Bartholomew "Black Bart" Roberts
John Roberts, alias Bartholomew Roberts, was one of the most extraordinary of pirates. Often referred to as the greatest of pirates of the "Golden Age" of piracy, this is not strictly accurate. His career begins long after the great age of Carribean piracy in the mid- to late seventeenth century, when piracy was more common in those waters than it had been in any single place or age since Iulius Caesar destroyed the Greek pirates of the eastern Mediterranean more than 1700 years earlier. But there is no doubt that along with Henry Morgan, "Black Bart" ranks as the greatest of pirates. As was the case with Roc Brasiliano and "Calico Jack" Rackham, Roberts was obsessed with finery, and was said to sport scarlet coats and waistcoats, and silk breeches.
In the spring of 1720, Roberts was second mate aboard
Princess, a slaver taken off the coast of Ghana by Howell Davis, a relatively successful pirate off the Guinea Coast (western Africa), to which pirates had resorted after the "taming" of the Carribean in the early eighteenth century. In what were essentially the "narrow waters" of the Carribean, the brigs of the Royal Navy and the French
Marine made piracy rather too dangerous, and the successful captains cruised the coasts of Africa for the rich prizes and the ease of flight into the Atlantic from prowling naval vessels. Davis offered the standard sign-on or swim contract, and Roberts joined his crew. (Reluctantly, so he claimed, which may be true, but it has been asserted by nearly all pirates of note that they came unwillingly to the trade.) In the Gulf of Guinea was an island controlled then by Portugal, Principe, and the governor there set up an ambush in which Davis was killed, but Roberts and most of the crew escaped. Because of his intelligence and his aggression in a fight, Roberts was elected the captain, but agreed only upon condition that everyone sign an extraordinary document he drafted, known as Bartholomew Robert's Articles:
Bart Roberts wrote:ARTICLE I. Every man shall have an equal vote in affairs of moment. He shall have an equal title to the fresh provisions or strong liquors at any time seized, and shall use them at pleasure unless a scarcity may make it necessary for the common good that a retrenchment may be voted.
ARTICLE II. Every man shall be called fairly in turn by the list on board of prizes, because over and above their proper share, they are allowed a shift of clothes. But if they defraud the company to the value of even one dollar in plate, jewels or money, they shall be marooned. If any man rob another he shall have his nose and ears slit, and be put ashore where he shall be sure to encounter hardships.
ARTICLE III. None shall game for money either with dice or cards.
ARTICLE IV. The lights and candles should be put out at eight at night, and if any of the crew desire to drink after that hour they shall sit upon the open deck without lights.
ARTICLE V. Each man shall keep his piece, cutlass and pistols at all times clean and ready for action.
ARTICLE VI. No boy or woman to be allowed amongst them. If any man shall be found seducing any of the latter sex and carrying her to sea in disguise he shall suffer death.
ARTICLE VII. He that shall desert the ship or his quarters in time of battle shall be punished by death or marooning.
ARTICLE VIII. None shall strike another on board the ship, but every man's quarrel shall be ended on shore by sword or pistol in this manner. At the word of command from the quartermaster, each man being previously placed back to back, shall turn and fire immediately. If any man do not, the quartermaster shall knock the piece out of his hand. If both miss their aim they shall take to their cutlasses, and he that draweth first blood shall be declared the victor.
::::::::
GIVEN INSTRUCTION 1:
Gather every line of the records that contains the string "dark".
The Bartholomew Roberts text and the records are unrelated material.
::::::::
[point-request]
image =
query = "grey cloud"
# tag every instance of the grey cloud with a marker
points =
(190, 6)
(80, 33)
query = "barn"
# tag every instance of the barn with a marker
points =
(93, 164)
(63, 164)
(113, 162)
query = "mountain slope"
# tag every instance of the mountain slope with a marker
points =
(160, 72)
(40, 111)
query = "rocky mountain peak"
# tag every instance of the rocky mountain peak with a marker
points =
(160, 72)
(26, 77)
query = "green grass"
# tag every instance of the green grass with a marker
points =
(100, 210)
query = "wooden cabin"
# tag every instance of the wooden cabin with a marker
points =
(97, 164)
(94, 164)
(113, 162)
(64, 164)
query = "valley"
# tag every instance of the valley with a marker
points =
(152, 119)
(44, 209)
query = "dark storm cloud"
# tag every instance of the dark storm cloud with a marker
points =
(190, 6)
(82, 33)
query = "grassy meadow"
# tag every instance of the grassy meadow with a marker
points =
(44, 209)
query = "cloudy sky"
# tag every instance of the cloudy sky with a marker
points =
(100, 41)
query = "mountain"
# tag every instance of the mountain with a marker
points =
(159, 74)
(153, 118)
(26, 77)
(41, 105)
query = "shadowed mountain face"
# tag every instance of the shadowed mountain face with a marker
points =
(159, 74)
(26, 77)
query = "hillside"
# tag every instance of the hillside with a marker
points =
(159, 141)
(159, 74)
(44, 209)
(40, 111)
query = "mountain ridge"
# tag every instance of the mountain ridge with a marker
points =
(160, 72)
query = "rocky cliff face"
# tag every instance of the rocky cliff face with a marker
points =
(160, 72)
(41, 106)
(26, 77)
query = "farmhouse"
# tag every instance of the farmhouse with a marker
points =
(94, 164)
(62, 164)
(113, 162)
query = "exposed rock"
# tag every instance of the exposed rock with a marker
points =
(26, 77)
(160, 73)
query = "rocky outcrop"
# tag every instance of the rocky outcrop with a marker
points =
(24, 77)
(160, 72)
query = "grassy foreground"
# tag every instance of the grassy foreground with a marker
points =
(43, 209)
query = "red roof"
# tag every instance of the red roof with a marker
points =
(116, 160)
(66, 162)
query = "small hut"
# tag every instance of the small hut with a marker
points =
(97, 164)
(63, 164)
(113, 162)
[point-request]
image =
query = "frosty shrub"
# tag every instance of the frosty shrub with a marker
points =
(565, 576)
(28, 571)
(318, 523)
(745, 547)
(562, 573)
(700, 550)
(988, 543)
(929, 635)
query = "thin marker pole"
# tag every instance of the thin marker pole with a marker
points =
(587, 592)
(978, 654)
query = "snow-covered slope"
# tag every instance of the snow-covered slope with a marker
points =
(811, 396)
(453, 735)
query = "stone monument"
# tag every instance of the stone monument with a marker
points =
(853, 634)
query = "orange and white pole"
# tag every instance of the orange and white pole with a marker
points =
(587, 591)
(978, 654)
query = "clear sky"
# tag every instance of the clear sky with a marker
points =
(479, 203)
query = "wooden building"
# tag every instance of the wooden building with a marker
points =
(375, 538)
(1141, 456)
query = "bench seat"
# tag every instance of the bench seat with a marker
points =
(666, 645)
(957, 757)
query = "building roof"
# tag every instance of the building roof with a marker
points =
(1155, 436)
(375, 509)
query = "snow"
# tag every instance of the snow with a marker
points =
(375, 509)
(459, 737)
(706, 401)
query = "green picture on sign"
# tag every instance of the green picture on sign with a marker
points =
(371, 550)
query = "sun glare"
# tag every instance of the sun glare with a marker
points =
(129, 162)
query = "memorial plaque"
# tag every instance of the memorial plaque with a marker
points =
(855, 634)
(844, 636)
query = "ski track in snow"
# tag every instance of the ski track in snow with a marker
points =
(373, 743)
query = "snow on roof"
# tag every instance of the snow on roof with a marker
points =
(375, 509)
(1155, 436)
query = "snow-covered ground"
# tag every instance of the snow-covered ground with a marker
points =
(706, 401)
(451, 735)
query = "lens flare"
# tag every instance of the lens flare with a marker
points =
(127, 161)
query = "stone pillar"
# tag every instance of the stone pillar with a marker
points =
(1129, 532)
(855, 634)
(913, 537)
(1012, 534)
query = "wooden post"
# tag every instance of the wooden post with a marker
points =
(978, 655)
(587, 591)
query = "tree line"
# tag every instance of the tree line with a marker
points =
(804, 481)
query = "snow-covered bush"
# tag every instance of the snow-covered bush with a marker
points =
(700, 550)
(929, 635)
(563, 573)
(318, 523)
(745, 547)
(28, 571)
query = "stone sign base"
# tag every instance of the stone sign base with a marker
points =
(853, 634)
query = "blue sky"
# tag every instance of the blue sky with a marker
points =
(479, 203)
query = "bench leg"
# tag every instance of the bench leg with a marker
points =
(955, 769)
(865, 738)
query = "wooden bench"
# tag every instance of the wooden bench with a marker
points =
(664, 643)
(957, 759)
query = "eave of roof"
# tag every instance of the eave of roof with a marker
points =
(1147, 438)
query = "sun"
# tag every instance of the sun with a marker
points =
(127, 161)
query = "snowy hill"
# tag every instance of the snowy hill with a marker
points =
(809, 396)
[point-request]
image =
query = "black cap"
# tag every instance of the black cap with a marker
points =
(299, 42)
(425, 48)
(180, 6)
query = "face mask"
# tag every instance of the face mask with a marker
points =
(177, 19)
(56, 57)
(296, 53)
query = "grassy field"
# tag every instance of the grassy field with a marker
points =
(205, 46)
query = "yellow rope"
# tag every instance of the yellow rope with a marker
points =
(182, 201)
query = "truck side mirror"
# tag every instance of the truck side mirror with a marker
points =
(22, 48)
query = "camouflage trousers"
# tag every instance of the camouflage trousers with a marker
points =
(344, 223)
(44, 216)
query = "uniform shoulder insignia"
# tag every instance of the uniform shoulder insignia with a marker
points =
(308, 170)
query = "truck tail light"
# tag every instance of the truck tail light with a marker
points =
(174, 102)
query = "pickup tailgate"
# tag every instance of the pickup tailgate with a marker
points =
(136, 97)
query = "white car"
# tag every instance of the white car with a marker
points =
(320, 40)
::::::::
GIVEN INSTRUCTION 2:
In the Bartholomew Roberts text, at what hour must the lights and candles be put out?

WRITTEN SOLUTION 1:
query = "dark storm cloud"
# tag every instance of the dark storm cloud with a marker

WRITTEN SOLUTION 2:
At eight at night.